Article
When evaluating a thermal demand forecast, the accuracy metric you're most likely to see quoted is MAPE — Mean Absolute Percentage Error. A vendor says their model achieves 7% MAPE. What does that mean? Is it good? And what does it not tell you that you need to know before trusting the forecast with HVAC staging decisions?
MAPE is a useful and widely used metric, but it has specific failure modes that HVAC applications expose in ways that electricity grid forecasting or financial modeling don't. Understanding these failure modes is essential for anyone using forecast accuracy claims to make operational decisions about building energy management.
What MAPE Actually Calculates
MAPE is straightforward in definition: for each time period, calculate the absolute error (how far off the forecast was from actuals) as a percentage of the actual value, then average those percentage errors across all periods.
Formally: MAPE = (1/n) × Σ |Actual - Forecast| / |Actual| × 100%
If a model forecasts 450 kW on a period when actual demand was 500 kW, the percentage error for that period is |500-450|/500 = 10%. If the model forecasts 510 kW on a period when actual demand was 500 kW, the error is |500-510|/500 = 2%. MAPE averages these percentage errors across all periods in the evaluation set.
The absolute value in the numerator means that positive errors (forecast too high) and negative errors (forecast too low) are treated identically — they don't cancel out. This is why it's "mean absolute percentage error" and not just "mean percentage error." A model that's consistently 5% too high and one that's consistently 5% too low both have a MAPE of 5%, even though they have very different implications for HVAC pre-conditioning decisions.
The Failure Mode at Low Demand Levels
MAPE has a well-known mathematical failure mode when actual values are near zero: the percentage error denominator becomes very small, causing individual percentage errors to blow up and dominate the average. In electricity load forecasting, this typically matters when overnight loads drop to near-zero levels in very low-occupancy buildings.
For thermal demand forecasting specifically, this manifests during overnight setback periods. If a building's HVAC demand drops to 15 kW during a mild overnight (minimal heating or cooling load needed), a forecast of 22 kW represents a 47% percentage error — but the absolute error is only 7 kW, which is operationally insignificant. That 47% error inflates the reported MAPE substantially even though it has no practical consequence for pre-conditioning decisions, which are calibrated to peak-demand windows, not overnight minimums.
For this reason, MAPE calculated over 24-hour periods is a worse accuracy metric for HVAC demand forecasting than MAPE calculated only over the occupied and pre-conditioning hours — roughly 5 AM through 9 PM. Some demand forecasting providers report "operating hours MAPE" that excludes overnight minimums; others report full-day MAPE that includes them. A 7% full-day MAPE and a 7% operating-hours MAPE are substantially different claims — the operating-hours version is a harder benchmark to meet.
Directional Bias Matters More Than Symmetric Accuracy
MAPE treats over-forecasting and under-forecasting symmetrically. For demand management, they're not symmetric — they have different operational consequences.
An over-forecast (model predicts 600 kW, actual is 500 kW) triggers earlier and more aggressive pre-conditioning than the day actually requires. The building gets pre-cooled more than necessary. This wastes energy — off-peak energy, but real kWh spending — and may create comfort issues from over-chilled spaces at occupancy. It's a false positive: the model indicated high demand risk that didn't materialize.

Given task 1
Answer these questions using the article:
(a) What percentage error results for the period when the model forecasts 450 kW and actual demand was 500 kW?
(b) What hours does the article give, roughly, for the occupied and pre-conditioning period?
(c) What kind of error does the article call an over-forecast?

Entries from a point-annotation set
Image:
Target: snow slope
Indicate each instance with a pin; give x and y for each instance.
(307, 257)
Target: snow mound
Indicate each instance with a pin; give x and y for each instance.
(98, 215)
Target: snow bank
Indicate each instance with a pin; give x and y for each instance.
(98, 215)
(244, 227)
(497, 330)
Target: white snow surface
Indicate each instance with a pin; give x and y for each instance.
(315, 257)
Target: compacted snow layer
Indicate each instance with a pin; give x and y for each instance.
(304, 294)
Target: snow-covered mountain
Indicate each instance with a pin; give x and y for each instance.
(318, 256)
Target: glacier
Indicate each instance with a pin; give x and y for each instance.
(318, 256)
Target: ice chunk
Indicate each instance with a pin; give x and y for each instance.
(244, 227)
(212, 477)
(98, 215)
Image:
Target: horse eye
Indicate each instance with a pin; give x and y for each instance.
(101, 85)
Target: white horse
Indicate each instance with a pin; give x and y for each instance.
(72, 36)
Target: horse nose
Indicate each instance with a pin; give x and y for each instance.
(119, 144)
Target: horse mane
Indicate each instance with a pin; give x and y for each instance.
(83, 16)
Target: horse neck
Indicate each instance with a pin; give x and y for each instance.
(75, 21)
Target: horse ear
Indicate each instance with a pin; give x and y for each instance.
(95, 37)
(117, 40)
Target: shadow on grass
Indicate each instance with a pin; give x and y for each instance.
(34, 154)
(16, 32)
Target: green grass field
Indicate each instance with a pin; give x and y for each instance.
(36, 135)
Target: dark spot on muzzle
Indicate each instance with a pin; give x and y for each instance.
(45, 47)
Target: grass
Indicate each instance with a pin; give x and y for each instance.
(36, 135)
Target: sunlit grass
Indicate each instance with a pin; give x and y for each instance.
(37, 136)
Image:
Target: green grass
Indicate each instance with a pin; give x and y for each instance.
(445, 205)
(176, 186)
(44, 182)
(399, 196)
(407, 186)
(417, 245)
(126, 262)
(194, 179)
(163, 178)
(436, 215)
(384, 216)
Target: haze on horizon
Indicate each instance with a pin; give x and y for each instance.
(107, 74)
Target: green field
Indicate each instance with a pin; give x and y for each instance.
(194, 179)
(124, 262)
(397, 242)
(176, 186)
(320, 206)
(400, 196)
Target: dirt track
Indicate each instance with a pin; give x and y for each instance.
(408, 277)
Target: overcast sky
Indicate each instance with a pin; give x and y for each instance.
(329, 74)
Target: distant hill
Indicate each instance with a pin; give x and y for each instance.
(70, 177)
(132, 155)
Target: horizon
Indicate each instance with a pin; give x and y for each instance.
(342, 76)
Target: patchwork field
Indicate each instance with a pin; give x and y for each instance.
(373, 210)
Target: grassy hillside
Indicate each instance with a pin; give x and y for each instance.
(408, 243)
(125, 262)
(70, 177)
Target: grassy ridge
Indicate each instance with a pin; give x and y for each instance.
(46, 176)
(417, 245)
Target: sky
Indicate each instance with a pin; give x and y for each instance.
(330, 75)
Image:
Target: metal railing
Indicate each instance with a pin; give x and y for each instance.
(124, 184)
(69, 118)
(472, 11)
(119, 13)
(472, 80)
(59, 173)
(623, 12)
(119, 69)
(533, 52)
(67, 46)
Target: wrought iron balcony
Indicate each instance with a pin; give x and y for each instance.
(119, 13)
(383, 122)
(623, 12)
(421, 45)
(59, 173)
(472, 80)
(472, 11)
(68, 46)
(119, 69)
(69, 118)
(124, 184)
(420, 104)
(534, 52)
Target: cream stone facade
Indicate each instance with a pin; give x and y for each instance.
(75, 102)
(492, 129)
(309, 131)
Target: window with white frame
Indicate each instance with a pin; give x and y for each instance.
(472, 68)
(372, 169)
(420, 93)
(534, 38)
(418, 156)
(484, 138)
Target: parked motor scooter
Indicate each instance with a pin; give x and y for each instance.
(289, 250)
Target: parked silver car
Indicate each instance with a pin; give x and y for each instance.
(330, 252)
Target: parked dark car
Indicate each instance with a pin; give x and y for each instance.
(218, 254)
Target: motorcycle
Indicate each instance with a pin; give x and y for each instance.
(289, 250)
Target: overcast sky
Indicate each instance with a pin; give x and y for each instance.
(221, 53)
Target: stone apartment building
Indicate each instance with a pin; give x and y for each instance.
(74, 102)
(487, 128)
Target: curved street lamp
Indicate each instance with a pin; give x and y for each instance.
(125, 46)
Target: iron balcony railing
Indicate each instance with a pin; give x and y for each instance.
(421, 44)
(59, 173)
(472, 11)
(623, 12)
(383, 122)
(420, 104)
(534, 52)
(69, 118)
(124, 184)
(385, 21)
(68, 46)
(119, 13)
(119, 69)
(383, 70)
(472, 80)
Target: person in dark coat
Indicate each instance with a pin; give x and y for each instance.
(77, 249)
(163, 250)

Given task 2
Extract every line of the records that contains the string "field". Case counts.

Full response 1
(a) 10%
(b) 5 AM through 9 PM
(c) A false positive

Full response 2
Target: green grass field
Target: green field
Target: patchwork field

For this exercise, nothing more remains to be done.